Work to complete.
Search the data for the word "pair". Reproduce every line where it is found.

Given data.

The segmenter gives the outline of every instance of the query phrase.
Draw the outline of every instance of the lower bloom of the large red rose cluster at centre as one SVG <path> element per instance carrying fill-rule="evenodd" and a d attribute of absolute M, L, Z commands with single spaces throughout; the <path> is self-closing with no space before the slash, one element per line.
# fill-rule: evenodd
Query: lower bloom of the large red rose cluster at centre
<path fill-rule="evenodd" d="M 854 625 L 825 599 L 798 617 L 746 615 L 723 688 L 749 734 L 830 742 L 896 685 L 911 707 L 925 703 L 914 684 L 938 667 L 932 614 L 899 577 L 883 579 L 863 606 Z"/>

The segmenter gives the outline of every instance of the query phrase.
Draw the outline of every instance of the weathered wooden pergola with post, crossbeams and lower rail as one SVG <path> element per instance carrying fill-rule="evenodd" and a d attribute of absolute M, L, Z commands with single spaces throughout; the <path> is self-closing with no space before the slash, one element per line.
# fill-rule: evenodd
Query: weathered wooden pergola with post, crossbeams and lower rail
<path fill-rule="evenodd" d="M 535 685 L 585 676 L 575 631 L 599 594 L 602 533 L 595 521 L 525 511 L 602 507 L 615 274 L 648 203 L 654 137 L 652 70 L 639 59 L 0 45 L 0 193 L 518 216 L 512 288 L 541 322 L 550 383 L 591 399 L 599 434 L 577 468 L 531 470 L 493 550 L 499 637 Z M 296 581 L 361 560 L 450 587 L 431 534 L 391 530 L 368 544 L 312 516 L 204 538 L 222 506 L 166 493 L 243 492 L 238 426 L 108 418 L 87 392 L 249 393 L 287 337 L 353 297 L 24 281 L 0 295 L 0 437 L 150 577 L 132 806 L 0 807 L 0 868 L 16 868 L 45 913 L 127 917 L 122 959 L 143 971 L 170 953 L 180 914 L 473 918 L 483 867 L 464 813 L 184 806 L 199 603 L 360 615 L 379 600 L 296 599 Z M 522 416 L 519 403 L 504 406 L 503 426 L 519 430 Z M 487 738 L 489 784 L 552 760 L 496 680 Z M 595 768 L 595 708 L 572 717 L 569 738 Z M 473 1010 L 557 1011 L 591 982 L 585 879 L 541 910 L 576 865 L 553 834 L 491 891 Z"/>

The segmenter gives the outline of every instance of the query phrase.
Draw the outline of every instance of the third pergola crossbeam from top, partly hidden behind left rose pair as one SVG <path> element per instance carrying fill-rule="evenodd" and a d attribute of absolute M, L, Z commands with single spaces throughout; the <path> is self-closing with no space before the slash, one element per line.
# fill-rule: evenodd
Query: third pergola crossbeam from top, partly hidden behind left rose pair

Answer to this task.
Draw the outline of every instance of the third pergola crossbeam from top, partly hidden behind left rose pair as one SVG <path> element per instance carrying fill-rule="evenodd" and a d attribute of absolute M, L, Z commands with single spaces throughout; the <path> is self-closing with no space before the slash, one element per line.
Query: third pergola crossbeam from top, partly hidden behind left rose pair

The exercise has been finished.